WHAT TO PRODUCE:
Quote the line containing "Tag one spot per instance of the man's" and all lines that follow it in the listing below, exactly as written.
━━ DATA PROVIDED ━━
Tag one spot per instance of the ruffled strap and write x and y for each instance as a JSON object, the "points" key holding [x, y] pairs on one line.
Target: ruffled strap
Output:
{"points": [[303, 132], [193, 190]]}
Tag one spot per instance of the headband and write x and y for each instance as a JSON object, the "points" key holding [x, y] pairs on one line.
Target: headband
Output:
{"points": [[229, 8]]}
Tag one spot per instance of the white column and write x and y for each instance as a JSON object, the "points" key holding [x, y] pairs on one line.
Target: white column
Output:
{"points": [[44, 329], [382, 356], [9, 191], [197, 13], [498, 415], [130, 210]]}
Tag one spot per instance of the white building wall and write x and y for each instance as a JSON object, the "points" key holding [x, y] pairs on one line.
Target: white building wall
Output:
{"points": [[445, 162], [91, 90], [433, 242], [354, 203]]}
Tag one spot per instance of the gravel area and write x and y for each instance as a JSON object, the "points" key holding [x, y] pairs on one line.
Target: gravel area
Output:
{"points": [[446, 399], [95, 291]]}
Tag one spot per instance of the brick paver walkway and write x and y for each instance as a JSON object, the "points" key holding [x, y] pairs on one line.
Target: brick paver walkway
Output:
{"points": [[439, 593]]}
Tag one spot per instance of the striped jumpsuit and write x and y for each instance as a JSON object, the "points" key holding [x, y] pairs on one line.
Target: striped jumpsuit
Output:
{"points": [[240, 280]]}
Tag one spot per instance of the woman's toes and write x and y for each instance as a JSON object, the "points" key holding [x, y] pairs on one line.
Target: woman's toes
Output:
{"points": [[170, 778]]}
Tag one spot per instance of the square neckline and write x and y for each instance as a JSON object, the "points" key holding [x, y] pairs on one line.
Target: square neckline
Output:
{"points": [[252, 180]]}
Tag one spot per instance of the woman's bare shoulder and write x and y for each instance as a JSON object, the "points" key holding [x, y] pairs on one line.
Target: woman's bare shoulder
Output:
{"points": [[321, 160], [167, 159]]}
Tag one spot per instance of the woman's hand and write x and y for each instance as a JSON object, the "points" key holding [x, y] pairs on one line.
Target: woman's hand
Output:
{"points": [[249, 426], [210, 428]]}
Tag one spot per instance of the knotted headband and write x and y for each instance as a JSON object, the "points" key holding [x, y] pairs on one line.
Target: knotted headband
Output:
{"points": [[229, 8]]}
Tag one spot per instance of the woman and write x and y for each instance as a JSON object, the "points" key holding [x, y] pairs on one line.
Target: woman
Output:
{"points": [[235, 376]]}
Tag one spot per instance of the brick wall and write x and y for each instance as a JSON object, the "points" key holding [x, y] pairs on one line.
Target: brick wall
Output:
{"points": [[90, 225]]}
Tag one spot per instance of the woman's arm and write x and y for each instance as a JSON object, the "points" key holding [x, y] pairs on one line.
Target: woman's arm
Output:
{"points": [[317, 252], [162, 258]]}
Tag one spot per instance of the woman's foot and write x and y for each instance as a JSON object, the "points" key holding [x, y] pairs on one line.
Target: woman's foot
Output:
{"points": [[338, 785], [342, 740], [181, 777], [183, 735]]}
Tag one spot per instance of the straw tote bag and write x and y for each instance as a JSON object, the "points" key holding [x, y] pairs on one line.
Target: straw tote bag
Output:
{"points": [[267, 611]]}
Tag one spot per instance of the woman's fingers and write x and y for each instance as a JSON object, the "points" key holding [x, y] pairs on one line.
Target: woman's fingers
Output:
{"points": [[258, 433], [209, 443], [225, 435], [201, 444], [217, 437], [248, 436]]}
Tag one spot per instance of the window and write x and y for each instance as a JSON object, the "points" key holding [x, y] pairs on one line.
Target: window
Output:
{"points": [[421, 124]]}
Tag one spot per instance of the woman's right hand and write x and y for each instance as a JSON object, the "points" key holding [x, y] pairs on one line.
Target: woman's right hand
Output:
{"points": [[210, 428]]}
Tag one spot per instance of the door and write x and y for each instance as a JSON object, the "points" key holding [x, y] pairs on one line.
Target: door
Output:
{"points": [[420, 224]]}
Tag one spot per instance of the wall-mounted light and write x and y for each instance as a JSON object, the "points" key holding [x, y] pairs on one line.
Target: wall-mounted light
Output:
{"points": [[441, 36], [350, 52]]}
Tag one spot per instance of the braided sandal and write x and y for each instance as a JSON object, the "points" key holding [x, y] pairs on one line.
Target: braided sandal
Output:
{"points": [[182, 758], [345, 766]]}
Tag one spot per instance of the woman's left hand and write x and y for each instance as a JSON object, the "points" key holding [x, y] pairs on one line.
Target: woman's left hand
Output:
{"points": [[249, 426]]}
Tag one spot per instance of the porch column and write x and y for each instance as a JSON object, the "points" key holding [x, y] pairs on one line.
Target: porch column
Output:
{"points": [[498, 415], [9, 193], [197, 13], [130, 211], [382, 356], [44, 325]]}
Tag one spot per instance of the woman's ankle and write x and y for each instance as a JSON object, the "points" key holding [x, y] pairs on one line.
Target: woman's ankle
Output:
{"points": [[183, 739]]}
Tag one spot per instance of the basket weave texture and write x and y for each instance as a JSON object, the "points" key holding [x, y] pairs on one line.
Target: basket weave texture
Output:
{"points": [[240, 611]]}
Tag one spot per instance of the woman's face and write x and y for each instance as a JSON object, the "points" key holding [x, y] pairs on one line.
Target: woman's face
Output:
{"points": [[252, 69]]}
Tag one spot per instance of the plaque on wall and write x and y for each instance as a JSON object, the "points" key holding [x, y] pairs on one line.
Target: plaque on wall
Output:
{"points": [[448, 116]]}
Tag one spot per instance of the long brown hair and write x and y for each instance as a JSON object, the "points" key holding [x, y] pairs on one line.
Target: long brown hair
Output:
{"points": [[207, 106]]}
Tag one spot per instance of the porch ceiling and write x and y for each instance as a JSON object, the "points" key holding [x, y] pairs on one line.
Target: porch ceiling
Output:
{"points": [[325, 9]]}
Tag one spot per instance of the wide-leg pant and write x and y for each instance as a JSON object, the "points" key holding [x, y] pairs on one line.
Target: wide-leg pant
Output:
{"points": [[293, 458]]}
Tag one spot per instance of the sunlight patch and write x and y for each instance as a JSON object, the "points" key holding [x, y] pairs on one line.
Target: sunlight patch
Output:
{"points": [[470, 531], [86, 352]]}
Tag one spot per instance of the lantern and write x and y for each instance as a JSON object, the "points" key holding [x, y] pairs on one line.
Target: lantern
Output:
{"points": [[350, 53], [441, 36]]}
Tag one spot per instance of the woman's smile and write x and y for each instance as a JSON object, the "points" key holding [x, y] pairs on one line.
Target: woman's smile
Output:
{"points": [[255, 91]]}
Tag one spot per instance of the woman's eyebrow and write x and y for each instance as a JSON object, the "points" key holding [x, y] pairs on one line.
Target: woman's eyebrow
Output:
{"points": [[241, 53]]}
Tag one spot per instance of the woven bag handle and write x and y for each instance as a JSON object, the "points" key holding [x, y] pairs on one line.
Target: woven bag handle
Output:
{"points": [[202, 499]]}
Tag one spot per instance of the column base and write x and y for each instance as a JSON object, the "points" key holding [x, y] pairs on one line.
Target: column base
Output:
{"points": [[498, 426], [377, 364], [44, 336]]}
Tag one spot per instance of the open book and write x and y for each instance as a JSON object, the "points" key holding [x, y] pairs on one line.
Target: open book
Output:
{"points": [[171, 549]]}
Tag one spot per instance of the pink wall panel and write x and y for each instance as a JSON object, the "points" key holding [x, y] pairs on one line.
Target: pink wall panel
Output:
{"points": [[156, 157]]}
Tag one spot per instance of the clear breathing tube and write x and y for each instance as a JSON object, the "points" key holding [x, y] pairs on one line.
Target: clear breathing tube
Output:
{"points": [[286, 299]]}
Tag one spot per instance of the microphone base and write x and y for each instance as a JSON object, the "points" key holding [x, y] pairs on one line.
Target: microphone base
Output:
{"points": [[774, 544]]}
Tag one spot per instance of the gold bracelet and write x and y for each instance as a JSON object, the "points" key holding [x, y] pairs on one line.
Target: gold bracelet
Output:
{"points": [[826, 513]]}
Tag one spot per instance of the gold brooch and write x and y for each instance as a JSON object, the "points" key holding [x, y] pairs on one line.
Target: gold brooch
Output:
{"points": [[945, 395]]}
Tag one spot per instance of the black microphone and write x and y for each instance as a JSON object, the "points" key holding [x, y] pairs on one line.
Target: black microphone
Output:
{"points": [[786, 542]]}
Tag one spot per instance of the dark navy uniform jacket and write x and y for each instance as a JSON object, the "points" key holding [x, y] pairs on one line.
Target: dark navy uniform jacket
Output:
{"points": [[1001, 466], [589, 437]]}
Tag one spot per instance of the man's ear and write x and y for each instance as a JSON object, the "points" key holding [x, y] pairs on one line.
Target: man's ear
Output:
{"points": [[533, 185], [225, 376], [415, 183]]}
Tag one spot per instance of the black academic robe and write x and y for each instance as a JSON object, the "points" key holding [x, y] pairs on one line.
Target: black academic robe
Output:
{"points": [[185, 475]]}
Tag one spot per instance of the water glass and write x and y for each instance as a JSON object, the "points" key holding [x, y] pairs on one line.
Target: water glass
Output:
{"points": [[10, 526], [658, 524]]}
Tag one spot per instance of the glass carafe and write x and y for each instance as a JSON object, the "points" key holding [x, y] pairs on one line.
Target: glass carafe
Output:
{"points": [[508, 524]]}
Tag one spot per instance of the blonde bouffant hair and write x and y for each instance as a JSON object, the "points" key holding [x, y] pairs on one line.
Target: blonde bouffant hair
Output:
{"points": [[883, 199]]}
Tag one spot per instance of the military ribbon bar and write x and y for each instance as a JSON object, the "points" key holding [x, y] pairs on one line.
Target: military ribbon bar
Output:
━━━
RESULT OF THIS EXERCISE:
Tag one spot per instance of the man's ear and write x and y for each instance as a JSON object, the "points" key holding [x, y] pairs on one line.
Target: man's ear
Output:
{"points": [[533, 185], [225, 376], [415, 183]]}
Tag one spot per instance of the black academic robe and write x and y for each instance as a JSON object, the "points" key holding [x, y] pairs on one line.
Target: black academic robe
Output:
{"points": [[185, 475]]}
Tag one spot per instance of the water glass and write x and y for each instance as a JSON object, the "points" key holding [x, y] pairs on one line.
Target: water glass
Output:
{"points": [[10, 526], [658, 524]]}
Tag one spot per instance of the glass carafe and write x and y for each instance as a JSON object, the "points" key holding [x, y] pairs on one line.
Target: glass carafe
Output:
{"points": [[508, 524]]}
Tag one spot per instance of the blonde bouffant hair and write x and y for each instance as a JSON object, the "points" key holding [x, y] pairs on one line.
Target: blonde bouffant hair
Output:
{"points": [[883, 199]]}
Tag one spot per instance of the military ribbon bar and write x and y for each instance as a JSON object, the "points" key holding [x, y] pairs on one line.
Target: military ribbon bar
Output:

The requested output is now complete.